**Task to complete**. Your task is to reproduce exactly the lines from the line with "Could you please point out the wooden chair" through the end of the records below.
━━ Data provided ━━
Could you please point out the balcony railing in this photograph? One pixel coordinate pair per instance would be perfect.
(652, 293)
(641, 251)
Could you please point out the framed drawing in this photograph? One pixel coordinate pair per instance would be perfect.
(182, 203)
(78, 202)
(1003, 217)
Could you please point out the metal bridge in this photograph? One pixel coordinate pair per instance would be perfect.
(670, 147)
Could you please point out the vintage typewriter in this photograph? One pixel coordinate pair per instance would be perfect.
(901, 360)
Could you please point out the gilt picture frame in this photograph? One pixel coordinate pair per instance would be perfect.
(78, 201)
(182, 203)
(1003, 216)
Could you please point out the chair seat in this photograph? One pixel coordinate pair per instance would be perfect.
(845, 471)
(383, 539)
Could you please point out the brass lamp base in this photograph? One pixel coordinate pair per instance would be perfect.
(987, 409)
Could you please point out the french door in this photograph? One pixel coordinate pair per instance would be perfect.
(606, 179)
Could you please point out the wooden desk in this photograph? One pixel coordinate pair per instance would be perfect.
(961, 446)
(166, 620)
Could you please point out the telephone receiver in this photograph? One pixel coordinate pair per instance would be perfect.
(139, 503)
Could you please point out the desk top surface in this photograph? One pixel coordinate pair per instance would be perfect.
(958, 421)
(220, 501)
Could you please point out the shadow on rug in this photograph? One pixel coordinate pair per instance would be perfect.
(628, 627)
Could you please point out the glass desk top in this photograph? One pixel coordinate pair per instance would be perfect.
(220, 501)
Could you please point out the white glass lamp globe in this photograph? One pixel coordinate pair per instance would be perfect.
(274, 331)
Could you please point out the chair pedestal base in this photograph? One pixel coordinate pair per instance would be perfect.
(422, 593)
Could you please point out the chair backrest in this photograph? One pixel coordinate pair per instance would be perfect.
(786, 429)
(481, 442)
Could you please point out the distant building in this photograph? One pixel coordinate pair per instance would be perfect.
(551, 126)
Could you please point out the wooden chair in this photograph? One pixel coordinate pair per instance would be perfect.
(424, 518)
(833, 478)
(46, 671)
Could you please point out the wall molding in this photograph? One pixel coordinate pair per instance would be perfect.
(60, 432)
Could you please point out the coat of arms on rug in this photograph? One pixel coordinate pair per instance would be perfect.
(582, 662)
━━━
**Response to this exercise**.
Could you please point out the wooden chair in this photograph? One pixel coordinate pair per instance would be perfect.
(424, 518)
(833, 478)
(46, 671)
Could you please point out the wall molding in this photograph? One pixel coordinate pair per instance would be perfect.
(60, 432)
Could you please point out the coat of arms on rug in this photograph? One pixel coordinate pair per instance would be perfect.
(582, 662)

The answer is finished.